__Set problem A__
Summarize the HP financial statement note in two sentences.
__Set problem B__
Reproduce word for word everything in the HP financial statement note from "Note 1: Basis of" down to "year or less.".
>> BEGIN Document text
HP INC. AND SUBSIDIARIES
Notes to Consolidated Condensed Financial Statements (Continued)
(Unaudited)
Note 1: Basis of Presentation (Continued)

HP reduces the transaction price at the time of revenue recognition for customer and distributor programs and incentive offerings, rebates, promotions, other volume-based incentives and expected returns. HP uses estimates to determine the expected variable consideration for such programs based on factors like historical experience, expected consumer behavior and market conditions.
HP has elected the practical expedient of not accounting for significant financing components if the period between revenue recognition and when the customer pays for the product or service is one year or less.
4.
Allocate the transaction price to performance obligations in the contract - When a sales arrangement contains multiple performance obligations, such as hardware and/or services, HP allocates revenue to each performance obligation in proportion to their selling price. The selling price for each performance obligation is based on its standalone selling price (“SSP”). HP establishes SSP using the price charged for a performance obligation when sold separately (“observable price”) and, in some instances, using the price established by management having the relevant authority. When observable price is not available, HP establishes SSP based on management judgment considering internal factors such as margin objectives, pricing practices and controls, customer segment pricing strategies and the product life-cycle. Consideration is also given to market conditions such as competitor pricing strategies and technology industry life cycles.
>> END Document text
>> BEGIN Record set
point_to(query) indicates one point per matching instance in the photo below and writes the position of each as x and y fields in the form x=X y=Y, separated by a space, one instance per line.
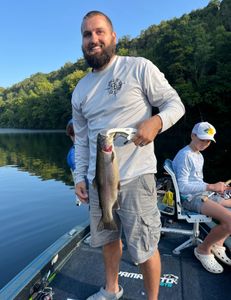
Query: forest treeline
x=194 y=53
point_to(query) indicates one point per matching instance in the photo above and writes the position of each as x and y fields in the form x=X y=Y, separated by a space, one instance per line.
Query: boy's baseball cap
x=204 y=131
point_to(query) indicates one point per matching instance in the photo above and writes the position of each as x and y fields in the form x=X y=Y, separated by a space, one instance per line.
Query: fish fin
x=107 y=226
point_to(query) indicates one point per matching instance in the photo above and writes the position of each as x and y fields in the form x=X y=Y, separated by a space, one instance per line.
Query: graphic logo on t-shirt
x=114 y=86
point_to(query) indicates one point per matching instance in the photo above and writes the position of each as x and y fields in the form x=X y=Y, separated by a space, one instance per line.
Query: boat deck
x=183 y=276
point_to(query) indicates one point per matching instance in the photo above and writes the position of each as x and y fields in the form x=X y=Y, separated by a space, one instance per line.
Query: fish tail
x=107 y=225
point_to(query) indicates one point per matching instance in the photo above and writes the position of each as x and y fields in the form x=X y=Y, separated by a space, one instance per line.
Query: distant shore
x=18 y=130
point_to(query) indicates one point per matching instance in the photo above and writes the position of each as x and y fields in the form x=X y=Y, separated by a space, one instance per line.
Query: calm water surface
x=37 y=202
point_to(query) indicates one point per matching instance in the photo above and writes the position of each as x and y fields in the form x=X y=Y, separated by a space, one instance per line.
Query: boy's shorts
x=196 y=203
x=138 y=215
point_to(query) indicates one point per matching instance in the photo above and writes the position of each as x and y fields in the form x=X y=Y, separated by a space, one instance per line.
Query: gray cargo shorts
x=138 y=215
x=196 y=203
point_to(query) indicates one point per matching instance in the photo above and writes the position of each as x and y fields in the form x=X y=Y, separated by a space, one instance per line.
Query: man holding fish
x=117 y=96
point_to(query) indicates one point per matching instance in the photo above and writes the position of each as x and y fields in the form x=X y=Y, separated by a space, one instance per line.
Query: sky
x=43 y=35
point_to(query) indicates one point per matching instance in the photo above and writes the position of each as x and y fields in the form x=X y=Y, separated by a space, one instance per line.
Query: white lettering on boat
x=130 y=275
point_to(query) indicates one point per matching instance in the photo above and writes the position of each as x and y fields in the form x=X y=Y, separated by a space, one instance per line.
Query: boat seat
x=182 y=214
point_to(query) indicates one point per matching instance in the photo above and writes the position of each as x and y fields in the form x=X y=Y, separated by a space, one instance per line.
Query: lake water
x=37 y=201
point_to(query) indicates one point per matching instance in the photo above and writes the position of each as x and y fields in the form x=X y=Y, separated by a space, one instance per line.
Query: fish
x=107 y=180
>> END Record set
__Final answer A__
HP reduces the transaction price at revenue recognition for customer and distributor programs, incentives, rebates, promotions and expected returns, estimating this variable consideration from historical experience, expected consumer behavior and market conditions. When a contract has multiple performance obligations, HP allocates revenue in proportion to each obligation's standalone selling price, which it sets from observable prices or, if those are unavailable, from management judgment that weighs internal factors and market conditions.

__Final answer B__
Note 1: Basis of Presentation (Continued)

HP reduces the transaction price at the time of revenue recognition for customer and distributor programs and incentive offerings, rebates, promotions, other volume-based incentives and expected returns. HP uses estimates to determine the expected variable consideration for such programs based on factors like historical experience, expected consumer behavior and market conditions.
HP has elected the practical expedient of not accounting for significant financing components if the period between revenue recognition and when the customer pays for the product or service is one year or less.